### [REQUIREMENT]
Report each line of the entries below that includes "brown".

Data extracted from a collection
- - -
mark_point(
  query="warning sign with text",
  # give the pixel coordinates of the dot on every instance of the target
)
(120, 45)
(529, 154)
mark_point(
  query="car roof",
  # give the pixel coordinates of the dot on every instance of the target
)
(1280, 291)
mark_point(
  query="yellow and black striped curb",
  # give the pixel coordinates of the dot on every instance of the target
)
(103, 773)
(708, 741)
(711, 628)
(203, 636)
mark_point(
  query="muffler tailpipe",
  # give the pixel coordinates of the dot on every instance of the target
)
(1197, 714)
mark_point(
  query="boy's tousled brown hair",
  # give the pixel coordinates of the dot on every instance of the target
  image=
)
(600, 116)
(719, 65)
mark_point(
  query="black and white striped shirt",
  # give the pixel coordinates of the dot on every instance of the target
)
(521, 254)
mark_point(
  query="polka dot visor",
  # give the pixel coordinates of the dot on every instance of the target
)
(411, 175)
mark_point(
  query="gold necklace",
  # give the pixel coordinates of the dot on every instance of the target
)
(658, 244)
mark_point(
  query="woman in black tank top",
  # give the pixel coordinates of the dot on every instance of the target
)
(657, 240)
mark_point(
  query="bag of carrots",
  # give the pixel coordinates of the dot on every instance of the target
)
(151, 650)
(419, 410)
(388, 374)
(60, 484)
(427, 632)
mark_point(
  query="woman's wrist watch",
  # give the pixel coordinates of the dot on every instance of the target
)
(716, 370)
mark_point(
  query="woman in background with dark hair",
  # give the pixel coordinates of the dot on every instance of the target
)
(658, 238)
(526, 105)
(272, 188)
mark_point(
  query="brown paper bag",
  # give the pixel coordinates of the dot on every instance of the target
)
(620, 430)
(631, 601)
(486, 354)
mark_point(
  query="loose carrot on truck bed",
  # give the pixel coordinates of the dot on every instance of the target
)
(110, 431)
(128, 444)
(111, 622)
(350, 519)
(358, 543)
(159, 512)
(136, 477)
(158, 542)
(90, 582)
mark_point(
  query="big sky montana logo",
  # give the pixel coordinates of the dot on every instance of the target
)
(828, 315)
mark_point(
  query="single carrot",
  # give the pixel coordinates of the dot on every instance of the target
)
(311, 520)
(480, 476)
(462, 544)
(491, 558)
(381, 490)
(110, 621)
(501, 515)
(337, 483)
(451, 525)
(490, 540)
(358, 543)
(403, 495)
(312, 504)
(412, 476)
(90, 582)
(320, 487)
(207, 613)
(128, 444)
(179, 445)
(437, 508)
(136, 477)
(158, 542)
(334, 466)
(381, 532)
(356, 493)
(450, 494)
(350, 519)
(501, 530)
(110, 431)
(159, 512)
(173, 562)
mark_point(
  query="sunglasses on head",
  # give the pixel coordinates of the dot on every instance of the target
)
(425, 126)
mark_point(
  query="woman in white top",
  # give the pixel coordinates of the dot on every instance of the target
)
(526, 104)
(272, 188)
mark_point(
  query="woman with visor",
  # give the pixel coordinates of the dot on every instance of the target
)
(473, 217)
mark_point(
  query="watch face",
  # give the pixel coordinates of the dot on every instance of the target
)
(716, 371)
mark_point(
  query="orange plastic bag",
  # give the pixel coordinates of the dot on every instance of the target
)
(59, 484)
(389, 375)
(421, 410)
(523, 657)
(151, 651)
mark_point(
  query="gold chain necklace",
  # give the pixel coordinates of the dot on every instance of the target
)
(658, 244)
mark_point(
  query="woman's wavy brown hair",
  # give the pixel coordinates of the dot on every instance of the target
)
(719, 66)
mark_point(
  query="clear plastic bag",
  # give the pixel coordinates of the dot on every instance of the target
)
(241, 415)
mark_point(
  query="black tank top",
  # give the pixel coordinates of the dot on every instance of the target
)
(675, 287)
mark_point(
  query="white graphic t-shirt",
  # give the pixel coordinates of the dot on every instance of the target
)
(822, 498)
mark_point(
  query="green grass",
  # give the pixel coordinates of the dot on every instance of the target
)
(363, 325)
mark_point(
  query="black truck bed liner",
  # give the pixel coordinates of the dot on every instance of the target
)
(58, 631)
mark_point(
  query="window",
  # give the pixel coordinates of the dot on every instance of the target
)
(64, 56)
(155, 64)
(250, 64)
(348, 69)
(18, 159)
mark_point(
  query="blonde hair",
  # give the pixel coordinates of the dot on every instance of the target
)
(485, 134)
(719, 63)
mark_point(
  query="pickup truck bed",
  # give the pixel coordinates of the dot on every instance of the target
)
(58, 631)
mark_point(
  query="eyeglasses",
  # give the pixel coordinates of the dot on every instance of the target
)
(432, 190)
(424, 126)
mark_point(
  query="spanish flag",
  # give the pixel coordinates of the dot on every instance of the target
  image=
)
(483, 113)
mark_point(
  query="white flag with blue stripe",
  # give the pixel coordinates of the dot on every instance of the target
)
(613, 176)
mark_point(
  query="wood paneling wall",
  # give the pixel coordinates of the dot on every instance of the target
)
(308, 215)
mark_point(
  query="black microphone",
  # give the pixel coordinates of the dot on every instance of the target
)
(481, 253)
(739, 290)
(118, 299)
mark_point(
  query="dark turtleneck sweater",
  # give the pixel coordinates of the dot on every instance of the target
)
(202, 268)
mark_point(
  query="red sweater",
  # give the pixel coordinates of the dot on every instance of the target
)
- - -
### [ANSWER FOR THE TASK]
  query="boy's tousled brown hair",
  query="brown paper bag",
  query="woman's wavy brown hair",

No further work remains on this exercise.